─── ПРЕДЛОЖЕННЫЙ ОТРЫВОК ───
6.После “Майской ночи” Николаю Андреевичу страстно захотелось написать гимн вечной и могучей природе, человеку, видящему в ней покровителя и друга, воспеть бессменное, как жизнь, нежное, как юность, чувство любви. Невольно память подсказала название: “Снегурочка”.

Лето 1880 года композитор с семьей проводил под Лугой в Стелеве. Вот его воспоминания того времени: “Первый раз в жизни мне довелось провести лето в настоящей русской деревне. Здесь все мне нравилось, восхищало... как-то особенно гармонировало с моим тогдашним пантеистическим настроением и с влюбленностью в сюжет “Снегурочки”. Какой-нибудь толстый и корявый сук или пень, поросший мхом, мне казался лешим или его жилищем; лес Волчинец – заповедным лесом, голая Копытецкая гора – Ярилиной горой… С первого дня водворения здесь я принялся за “Снегурочку”. Я сочинял каждый день и целый день… Ни одно сочинение до сих пор не давалось мне с такой легкостью, как “Снегурочка”. Два мира живут в произведении Островского и Римского-Корсакова: мир русской природы и мир берендеев. Живут в согласии, ничем не нарушаемом, пока не родилась у Весны-Красны и Деда Мороза дочка Снегурочка, пока не пришла из леса в слободку “за песнями” и без умысла сама холодная, как снег, вызвала там смуту своей красотой; но сжалилась над ней мать Весна, на радость и на горе подарила ей дар любви, и при первых лучах летнего солнца Снегурочка растаяла. Немудреная сказочка, но, как в деревянной матрешке, в ней можно открывать все новые и новые образы – смыслы, таящиеся под общей расписной оболочкой.
───
### [ЗАДАНИЕ A]
Где, согласно отрывку, композитор с семьей провел лето 1880 года?
Отрывок и перечень взяты из разных источников.
─── ДОСТУПНЫЙ ПЕРЕЧЕНЬ ───
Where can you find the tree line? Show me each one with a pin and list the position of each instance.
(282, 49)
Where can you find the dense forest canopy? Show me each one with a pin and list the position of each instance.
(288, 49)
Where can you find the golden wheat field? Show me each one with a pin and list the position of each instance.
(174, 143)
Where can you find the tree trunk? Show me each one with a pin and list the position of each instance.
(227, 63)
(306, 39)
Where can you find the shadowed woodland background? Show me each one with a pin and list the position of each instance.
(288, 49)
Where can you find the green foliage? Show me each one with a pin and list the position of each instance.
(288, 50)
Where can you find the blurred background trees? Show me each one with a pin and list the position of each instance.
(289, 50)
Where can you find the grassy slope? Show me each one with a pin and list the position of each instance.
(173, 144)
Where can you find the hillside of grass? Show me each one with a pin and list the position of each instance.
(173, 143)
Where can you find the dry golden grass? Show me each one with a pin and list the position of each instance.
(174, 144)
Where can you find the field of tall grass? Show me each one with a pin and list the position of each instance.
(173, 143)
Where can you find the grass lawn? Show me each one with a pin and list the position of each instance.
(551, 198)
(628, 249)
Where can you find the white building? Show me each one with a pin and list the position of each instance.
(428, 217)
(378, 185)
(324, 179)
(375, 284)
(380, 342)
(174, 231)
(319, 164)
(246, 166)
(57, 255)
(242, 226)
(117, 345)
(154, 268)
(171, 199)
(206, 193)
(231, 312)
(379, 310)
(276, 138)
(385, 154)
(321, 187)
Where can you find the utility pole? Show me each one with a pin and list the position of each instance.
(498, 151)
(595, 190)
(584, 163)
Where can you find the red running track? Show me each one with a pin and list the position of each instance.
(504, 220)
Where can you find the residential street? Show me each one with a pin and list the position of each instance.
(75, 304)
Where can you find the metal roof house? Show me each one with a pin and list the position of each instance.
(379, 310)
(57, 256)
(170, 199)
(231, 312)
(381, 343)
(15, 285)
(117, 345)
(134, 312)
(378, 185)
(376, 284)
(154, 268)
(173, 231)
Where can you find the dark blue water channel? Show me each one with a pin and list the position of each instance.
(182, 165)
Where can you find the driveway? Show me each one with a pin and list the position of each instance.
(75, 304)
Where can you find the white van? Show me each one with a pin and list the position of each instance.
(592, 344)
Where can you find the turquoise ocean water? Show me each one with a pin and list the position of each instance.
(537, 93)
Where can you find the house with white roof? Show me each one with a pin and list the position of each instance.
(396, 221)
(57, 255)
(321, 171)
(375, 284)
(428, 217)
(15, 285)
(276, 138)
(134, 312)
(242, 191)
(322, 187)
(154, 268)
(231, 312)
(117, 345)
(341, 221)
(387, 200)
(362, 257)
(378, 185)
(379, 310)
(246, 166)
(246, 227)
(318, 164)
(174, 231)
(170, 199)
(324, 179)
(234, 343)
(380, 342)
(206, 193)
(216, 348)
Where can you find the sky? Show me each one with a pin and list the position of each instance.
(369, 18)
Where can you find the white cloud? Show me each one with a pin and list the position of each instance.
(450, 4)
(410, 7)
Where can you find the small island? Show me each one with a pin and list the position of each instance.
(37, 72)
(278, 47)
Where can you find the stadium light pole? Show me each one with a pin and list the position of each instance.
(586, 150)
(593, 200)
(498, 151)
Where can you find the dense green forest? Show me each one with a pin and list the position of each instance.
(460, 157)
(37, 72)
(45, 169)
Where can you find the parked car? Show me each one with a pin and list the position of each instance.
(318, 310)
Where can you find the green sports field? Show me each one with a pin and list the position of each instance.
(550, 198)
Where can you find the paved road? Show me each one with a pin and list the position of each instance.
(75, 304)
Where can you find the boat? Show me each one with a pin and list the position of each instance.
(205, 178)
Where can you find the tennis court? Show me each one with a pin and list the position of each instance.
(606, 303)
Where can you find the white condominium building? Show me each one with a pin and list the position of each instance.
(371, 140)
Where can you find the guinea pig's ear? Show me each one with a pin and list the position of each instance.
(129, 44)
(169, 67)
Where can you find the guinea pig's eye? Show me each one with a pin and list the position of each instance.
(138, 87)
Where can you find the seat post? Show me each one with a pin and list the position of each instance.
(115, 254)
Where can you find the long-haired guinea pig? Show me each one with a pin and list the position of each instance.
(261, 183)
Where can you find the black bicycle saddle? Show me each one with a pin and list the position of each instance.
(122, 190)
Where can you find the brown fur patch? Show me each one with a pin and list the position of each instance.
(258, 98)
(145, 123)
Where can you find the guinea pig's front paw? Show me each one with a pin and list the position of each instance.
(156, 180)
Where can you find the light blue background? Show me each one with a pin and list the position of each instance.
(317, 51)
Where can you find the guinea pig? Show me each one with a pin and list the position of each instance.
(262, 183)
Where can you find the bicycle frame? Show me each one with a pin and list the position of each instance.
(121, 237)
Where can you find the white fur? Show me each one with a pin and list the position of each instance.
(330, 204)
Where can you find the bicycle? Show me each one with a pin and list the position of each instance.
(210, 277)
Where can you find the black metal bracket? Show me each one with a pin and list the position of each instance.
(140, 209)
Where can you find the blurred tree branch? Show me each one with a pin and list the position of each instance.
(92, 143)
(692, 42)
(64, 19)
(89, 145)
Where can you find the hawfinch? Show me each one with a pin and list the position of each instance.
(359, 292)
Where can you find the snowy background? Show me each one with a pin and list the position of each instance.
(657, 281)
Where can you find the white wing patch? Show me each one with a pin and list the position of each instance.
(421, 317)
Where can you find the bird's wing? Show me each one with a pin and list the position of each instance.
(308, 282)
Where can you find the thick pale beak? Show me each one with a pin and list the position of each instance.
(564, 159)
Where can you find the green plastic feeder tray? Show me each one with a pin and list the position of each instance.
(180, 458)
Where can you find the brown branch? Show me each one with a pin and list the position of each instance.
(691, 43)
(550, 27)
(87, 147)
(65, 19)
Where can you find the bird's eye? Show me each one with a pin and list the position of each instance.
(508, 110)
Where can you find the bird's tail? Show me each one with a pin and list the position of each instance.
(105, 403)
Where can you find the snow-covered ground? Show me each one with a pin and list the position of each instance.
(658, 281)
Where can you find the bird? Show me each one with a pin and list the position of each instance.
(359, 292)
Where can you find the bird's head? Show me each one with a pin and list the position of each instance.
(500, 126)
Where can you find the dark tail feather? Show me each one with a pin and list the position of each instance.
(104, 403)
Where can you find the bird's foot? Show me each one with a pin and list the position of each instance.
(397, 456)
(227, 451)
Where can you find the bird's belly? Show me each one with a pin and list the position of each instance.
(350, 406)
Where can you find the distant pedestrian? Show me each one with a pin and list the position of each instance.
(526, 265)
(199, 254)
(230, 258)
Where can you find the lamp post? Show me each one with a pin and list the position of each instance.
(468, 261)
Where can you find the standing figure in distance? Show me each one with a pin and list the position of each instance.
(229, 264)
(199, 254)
───
### [ЗАДАНИЕ B]
Верните все строки перечня, в которых встречается строка «pole»; регистр букв учитывается.

### [ПОЛНЫЙ ОТВЕТ A]
Под Лугой, в Стелеве.

### [ПОЛНЫЙ ОТВЕТ B]
Where can you find the utility pole? Show me each one with a pin and list the position of each instance.
Where can you find the stadium light pole? Show me each one with a pin and list the position of each instance.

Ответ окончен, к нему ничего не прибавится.